Rename "bounding box" to "enclosing rectangle" in the items, starting at the line that contains "locate man and" and ending at the end of the items. Reproduce only those lines, with everything else unchanged.

[Detection annotation records]
--*--
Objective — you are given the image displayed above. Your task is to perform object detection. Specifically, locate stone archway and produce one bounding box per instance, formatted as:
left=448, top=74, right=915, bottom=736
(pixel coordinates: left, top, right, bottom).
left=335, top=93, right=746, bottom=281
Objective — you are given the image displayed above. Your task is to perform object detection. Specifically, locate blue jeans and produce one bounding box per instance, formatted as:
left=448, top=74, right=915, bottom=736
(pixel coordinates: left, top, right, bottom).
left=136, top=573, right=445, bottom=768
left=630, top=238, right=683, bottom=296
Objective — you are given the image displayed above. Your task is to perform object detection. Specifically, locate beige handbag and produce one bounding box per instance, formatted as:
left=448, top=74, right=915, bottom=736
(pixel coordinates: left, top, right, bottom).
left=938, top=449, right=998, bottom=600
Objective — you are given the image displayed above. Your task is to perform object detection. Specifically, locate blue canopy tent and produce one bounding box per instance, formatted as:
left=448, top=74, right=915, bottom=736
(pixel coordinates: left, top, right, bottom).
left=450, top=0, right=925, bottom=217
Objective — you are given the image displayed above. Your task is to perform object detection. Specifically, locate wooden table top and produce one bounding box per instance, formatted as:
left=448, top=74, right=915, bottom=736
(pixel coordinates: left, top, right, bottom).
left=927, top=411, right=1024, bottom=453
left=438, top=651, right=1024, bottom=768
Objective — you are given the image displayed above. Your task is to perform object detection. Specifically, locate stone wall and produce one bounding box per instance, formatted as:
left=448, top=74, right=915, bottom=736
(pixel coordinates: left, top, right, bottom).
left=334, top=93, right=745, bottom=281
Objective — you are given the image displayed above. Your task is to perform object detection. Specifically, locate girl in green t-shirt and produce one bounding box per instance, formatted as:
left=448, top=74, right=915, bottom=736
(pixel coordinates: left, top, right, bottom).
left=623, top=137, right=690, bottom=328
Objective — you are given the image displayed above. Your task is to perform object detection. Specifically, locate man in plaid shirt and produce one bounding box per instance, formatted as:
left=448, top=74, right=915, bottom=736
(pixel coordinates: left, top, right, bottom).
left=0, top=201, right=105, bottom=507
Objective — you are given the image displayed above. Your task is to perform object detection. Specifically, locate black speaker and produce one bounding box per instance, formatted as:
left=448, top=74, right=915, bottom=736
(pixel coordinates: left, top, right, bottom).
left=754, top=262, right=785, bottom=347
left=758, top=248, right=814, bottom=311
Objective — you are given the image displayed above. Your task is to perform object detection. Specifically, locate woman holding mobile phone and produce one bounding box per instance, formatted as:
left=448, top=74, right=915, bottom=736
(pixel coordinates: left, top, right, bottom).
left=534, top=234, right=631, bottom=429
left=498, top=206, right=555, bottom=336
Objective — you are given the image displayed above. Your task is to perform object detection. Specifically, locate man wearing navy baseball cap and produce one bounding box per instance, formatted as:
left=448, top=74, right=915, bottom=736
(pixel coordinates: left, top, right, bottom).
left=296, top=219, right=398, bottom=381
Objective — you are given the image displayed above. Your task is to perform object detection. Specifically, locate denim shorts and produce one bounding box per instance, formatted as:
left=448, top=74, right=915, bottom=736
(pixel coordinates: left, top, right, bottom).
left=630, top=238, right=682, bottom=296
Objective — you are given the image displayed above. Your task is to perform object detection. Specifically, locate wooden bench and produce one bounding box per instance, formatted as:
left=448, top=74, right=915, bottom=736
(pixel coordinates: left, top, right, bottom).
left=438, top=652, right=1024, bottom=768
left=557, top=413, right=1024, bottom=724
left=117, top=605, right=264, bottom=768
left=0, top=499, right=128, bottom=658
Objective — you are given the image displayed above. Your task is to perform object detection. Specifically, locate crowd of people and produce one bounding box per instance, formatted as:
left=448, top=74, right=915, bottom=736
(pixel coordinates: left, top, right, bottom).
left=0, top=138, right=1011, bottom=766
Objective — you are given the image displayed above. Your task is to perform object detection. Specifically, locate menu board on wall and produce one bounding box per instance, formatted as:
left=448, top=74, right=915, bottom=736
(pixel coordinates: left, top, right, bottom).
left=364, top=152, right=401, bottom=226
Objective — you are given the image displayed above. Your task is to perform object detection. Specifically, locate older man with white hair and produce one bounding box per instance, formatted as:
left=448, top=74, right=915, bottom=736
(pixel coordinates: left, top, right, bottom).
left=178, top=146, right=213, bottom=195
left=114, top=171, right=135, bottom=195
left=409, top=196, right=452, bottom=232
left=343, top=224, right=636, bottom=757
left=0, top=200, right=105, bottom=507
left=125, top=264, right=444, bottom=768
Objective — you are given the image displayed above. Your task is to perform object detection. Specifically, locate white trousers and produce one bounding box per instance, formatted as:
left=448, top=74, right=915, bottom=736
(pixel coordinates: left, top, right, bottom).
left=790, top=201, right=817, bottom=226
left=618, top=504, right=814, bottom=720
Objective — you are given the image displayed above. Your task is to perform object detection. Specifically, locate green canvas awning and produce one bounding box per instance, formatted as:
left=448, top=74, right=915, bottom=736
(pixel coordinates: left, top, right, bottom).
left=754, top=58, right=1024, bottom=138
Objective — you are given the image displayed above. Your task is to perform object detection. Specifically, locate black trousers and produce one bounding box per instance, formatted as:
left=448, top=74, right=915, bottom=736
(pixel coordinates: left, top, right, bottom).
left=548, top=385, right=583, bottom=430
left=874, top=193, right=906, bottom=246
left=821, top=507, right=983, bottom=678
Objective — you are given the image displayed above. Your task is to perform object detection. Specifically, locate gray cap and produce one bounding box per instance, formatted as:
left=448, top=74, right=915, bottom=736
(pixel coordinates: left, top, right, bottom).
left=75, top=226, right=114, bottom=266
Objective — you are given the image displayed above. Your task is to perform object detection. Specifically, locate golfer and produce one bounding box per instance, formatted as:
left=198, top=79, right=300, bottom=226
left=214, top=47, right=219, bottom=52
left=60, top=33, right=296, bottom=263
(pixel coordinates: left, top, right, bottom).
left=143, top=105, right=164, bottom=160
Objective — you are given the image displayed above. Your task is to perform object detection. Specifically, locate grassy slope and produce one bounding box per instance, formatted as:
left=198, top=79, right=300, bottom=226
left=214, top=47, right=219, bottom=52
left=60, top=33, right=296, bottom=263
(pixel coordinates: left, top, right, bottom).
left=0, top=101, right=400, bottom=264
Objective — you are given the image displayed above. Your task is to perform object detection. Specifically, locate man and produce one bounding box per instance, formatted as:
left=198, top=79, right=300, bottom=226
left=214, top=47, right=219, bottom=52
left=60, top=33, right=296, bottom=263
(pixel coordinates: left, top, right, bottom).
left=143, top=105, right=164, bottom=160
--*--
### ANSWER BELOW
Objective — you are given the image displayed above. Your task is to perform object detection. Specifically, locate man and produce one enclosing rectangle per instance, formatted as:
left=198, top=79, right=300, bottom=226
left=214, top=47, right=219, bottom=52
left=60, top=33, right=296, bottom=263
(pixel coordinates: left, top, right, bottom).
left=143, top=105, right=164, bottom=160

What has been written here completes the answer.